__SHORT PROBLEM__.
Only those lines running from the line that contains "task: trace the outline of the parking lot" through the end of the material are to be written out, each exactly as shown.

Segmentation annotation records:

[start]

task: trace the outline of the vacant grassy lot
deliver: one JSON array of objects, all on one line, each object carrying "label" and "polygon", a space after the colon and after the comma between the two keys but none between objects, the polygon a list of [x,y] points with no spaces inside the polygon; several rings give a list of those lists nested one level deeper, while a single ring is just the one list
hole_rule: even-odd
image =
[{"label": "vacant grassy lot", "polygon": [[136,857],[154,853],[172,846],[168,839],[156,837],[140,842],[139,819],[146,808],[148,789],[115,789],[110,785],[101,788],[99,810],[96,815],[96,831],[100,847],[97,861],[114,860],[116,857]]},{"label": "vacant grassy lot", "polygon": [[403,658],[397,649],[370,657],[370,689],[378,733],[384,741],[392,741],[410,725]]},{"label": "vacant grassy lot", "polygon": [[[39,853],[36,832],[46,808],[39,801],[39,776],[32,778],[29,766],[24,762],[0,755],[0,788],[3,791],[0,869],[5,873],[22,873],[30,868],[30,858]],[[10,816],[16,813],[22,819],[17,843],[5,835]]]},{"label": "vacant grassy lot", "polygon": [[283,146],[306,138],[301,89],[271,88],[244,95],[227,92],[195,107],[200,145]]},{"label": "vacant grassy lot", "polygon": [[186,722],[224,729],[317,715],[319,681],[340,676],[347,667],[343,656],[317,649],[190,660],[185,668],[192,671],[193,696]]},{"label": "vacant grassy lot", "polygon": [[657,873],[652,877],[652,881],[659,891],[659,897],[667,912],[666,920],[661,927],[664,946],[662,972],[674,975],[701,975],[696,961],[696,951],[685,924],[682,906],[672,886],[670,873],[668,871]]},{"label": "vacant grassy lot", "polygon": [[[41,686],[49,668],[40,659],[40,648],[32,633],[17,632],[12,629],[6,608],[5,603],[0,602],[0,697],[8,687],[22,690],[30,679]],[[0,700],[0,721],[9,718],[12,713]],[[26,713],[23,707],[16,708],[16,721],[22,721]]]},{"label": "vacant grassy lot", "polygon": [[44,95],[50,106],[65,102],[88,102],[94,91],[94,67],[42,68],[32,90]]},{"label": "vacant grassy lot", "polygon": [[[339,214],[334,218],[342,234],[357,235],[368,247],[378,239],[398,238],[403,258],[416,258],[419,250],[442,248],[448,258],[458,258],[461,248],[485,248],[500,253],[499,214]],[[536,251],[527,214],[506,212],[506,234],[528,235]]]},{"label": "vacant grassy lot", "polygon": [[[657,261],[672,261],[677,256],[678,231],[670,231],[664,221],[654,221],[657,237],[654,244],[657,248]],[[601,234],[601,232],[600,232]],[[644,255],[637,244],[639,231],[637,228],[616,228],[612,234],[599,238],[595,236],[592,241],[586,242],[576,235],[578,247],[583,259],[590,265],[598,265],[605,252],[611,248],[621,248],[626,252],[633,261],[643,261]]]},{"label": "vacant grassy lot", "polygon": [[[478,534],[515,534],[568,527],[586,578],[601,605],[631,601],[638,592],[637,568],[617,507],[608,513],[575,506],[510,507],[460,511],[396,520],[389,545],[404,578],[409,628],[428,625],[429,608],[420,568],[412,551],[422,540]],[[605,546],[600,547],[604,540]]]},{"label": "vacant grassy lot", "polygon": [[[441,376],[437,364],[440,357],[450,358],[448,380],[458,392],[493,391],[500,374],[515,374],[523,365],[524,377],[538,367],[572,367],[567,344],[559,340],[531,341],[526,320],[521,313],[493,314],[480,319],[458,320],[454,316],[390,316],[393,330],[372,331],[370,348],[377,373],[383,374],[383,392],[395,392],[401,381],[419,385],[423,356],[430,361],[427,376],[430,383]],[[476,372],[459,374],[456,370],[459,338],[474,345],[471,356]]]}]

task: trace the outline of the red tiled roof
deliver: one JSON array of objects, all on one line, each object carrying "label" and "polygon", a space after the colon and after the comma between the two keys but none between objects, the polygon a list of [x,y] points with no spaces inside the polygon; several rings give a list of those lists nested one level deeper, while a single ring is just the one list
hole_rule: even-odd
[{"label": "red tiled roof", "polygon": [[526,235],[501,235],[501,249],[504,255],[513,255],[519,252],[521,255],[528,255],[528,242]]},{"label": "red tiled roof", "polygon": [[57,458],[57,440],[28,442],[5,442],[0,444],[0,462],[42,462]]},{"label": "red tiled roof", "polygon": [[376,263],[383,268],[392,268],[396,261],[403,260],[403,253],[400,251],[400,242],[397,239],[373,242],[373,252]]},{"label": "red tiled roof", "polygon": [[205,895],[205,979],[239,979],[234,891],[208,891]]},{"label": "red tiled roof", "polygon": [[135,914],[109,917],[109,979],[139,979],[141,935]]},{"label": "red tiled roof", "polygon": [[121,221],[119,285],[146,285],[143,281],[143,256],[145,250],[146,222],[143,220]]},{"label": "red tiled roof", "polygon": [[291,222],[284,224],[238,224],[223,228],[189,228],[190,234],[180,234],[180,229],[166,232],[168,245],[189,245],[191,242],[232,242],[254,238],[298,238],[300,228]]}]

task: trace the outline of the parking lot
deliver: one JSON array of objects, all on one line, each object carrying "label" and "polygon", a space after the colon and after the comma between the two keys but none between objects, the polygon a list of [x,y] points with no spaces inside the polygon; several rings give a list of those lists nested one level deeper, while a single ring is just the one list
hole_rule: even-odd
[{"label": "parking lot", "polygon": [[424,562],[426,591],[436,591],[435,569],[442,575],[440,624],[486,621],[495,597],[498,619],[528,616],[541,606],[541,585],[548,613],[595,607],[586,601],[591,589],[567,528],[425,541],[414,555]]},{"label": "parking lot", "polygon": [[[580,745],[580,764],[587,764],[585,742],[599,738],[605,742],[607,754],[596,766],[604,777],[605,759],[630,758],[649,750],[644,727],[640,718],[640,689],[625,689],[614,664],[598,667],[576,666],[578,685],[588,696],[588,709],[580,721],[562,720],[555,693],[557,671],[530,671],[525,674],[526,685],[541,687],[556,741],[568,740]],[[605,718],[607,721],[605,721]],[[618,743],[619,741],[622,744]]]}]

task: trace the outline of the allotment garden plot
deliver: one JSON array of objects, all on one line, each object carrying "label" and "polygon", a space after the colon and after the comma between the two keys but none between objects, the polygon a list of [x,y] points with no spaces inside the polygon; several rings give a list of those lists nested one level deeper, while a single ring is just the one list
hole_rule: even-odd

[end]

__ANSWER TO THIS PROBLEM__.
task: trace the outline of the parking lot
deliver: one JSON array of objects, all on one line, each object carrying "label" and "polygon", a space after the colon and after the comma between the two keys but none between objects, the polygon a list of [x,y] points with no spaces inside the polygon; several rings give a list of those lists nested one level deeper, while a single ring is just the one list
hole_rule: even-odd
[{"label": "parking lot", "polygon": [[424,562],[426,591],[436,591],[435,569],[442,575],[440,624],[486,621],[495,597],[498,619],[528,616],[541,606],[541,585],[548,613],[595,607],[586,601],[591,589],[567,528],[425,541],[414,555]]},{"label": "parking lot", "polygon": [[[580,745],[580,764],[587,764],[585,742],[599,738],[605,742],[607,754],[596,766],[604,777],[605,759],[630,758],[649,750],[644,727],[640,718],[640,689],[625,689],[614,664],[598,667],[576,666],[578,685],[588,696],[588,709],[580,721],[562,720],[555,693],[557,671],[530,671],[525,674],[526,685],[541,687],[556,741],[568,740]],[[605,718],[607,721],[605,721]],[[618,743],[619,741],[622,744]]]}]

task: trace the outline of the allotment garden plot
deliver: one JSON array of objects, all on one line, each object carrying "label" and "polygon", a space after the colon and after the comma between the two keys but none between objects, the polygon a list of [x,y] points with no spaces inside the polygon; several rings give a list of those lists nested one level deeper, while a single ring is just the one list
hole_rule: even-odd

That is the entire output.